* Exercise *
Only the lines from the one containing "Find the wet" through the last line below should be written out, exactly and with both ends kept.

* Dataset entries *

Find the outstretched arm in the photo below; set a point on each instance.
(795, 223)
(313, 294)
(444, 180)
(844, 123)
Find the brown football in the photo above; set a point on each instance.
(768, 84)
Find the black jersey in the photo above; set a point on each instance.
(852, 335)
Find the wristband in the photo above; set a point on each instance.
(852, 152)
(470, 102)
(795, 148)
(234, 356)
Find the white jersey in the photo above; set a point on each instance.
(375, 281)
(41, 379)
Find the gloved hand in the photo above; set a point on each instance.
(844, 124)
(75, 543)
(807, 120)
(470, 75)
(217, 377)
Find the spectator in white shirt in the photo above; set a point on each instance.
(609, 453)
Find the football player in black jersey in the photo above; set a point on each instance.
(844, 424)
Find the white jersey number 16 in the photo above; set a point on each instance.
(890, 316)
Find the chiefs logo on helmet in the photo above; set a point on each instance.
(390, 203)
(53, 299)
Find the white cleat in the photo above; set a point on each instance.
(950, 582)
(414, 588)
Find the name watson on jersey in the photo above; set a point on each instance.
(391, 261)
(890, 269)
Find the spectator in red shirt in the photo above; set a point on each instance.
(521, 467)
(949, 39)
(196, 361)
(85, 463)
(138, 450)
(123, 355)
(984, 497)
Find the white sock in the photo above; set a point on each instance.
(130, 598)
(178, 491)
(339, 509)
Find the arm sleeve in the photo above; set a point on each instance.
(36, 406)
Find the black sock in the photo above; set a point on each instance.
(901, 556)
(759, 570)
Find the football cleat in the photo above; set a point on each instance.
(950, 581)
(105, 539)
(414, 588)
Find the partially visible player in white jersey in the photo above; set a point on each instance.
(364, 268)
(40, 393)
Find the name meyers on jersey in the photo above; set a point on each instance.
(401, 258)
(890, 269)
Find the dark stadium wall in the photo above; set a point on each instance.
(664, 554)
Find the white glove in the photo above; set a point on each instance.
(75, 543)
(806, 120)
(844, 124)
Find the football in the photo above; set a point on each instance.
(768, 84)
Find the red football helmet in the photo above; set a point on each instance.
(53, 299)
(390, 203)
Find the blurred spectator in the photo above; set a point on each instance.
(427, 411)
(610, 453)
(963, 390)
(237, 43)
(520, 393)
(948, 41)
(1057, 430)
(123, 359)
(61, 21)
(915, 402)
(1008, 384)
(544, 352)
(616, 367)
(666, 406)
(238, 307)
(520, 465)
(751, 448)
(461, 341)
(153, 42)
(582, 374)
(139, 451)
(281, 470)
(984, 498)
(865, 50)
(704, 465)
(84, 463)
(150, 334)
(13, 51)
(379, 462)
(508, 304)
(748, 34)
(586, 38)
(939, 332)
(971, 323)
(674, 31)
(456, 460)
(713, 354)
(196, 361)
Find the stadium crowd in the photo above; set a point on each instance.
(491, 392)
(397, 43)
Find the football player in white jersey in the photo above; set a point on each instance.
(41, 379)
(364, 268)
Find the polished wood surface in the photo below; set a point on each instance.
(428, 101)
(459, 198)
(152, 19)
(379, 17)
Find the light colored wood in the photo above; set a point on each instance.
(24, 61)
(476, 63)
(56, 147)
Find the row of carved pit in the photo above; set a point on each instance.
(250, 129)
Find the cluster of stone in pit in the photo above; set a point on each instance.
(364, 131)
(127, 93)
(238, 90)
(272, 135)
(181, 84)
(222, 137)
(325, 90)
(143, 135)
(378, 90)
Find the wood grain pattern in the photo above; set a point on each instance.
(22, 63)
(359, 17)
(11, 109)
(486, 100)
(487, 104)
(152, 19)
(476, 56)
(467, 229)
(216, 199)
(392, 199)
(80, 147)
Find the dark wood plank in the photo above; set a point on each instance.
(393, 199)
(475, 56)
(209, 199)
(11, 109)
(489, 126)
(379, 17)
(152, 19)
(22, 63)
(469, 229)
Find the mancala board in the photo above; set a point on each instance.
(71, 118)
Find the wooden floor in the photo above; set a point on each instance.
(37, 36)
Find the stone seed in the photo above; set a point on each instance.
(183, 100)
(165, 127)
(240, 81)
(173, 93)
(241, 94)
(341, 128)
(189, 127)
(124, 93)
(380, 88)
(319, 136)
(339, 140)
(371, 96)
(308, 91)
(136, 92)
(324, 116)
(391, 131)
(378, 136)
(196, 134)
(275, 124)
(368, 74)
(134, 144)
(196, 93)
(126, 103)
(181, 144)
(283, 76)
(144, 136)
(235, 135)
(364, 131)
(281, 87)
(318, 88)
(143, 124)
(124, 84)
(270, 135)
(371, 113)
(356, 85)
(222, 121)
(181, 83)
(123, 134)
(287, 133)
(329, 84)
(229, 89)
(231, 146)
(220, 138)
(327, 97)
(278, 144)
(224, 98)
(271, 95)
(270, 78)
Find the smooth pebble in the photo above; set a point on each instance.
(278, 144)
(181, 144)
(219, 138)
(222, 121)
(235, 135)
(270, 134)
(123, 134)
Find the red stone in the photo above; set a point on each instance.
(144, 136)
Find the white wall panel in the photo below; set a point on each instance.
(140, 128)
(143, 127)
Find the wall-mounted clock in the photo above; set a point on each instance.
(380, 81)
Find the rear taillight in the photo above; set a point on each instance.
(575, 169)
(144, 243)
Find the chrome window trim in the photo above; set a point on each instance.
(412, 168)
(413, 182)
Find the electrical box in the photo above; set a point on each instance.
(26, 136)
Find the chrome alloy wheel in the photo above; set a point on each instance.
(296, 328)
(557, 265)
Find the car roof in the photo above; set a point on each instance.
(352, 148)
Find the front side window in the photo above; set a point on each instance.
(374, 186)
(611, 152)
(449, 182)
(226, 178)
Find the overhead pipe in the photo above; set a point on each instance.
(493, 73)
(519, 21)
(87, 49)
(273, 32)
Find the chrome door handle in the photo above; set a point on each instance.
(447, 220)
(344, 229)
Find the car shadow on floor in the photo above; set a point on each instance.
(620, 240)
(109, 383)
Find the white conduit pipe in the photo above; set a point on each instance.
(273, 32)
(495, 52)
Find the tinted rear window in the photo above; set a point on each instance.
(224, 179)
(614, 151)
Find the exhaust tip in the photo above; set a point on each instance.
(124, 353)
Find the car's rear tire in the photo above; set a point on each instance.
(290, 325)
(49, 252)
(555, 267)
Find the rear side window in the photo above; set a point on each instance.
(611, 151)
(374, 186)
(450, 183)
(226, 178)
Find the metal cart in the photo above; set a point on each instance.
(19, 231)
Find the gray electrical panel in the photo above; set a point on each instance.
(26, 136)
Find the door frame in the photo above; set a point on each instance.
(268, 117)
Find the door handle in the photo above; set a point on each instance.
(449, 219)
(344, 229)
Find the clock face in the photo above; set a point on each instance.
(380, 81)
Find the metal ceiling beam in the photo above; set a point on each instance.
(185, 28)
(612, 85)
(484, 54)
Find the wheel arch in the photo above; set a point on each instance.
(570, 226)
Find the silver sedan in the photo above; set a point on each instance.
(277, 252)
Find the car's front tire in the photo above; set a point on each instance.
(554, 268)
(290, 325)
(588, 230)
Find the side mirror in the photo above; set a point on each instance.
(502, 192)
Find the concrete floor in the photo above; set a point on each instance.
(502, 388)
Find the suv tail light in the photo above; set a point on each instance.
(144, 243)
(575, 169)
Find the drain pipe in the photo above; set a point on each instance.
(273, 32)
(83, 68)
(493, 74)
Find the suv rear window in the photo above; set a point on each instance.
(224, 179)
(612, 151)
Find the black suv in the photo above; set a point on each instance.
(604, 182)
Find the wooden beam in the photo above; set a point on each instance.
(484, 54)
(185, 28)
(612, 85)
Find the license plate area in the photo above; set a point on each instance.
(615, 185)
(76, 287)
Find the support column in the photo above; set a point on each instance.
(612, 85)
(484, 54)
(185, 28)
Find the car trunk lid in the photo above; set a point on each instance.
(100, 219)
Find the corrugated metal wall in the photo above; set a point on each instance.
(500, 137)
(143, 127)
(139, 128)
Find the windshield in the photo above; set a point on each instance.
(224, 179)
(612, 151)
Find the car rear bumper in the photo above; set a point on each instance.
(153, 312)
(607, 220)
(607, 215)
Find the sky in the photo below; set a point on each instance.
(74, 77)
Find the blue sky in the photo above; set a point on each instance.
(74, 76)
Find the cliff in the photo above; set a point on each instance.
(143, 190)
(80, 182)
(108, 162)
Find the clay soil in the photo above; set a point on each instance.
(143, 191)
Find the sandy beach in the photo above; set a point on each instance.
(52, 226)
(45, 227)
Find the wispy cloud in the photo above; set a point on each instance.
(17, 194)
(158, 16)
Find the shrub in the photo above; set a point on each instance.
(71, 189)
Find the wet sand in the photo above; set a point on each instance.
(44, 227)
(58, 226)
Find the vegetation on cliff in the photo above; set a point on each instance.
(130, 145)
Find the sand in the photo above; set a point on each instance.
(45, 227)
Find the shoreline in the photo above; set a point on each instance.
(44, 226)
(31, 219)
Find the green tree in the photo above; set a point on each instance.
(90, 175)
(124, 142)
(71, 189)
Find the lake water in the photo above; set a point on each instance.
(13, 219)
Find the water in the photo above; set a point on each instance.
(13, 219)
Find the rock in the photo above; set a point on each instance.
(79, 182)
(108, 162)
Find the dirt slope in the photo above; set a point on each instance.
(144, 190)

* The output *
Find the wet sand in the photo above; set a point on each instance.
(44, 227)
(58, 226)
Find the vegetation on cliff in the photo above; set a point on each instance.
(130, 145)
Find the sand in the photo above; set a point on each instance.
(45, 227)
Find the shoreline in the photo above; set a point on each instance.
(44, 226)
(31, 219)
Find the green tree in the photo above; set a point on each instance.
(90, 175)
(124, 142)
(71, 189)
Find the lake water in the photo above; set a point on each instance.
(13, 219)
Find the water in the photo above; set a point on each instance.
(13, 219)
Find the rock in the photo above; set a point on each instance.
(79, 182)
(108, 162)
Find the dirt slope in the photo above; set a point on each instance.
(144, 190)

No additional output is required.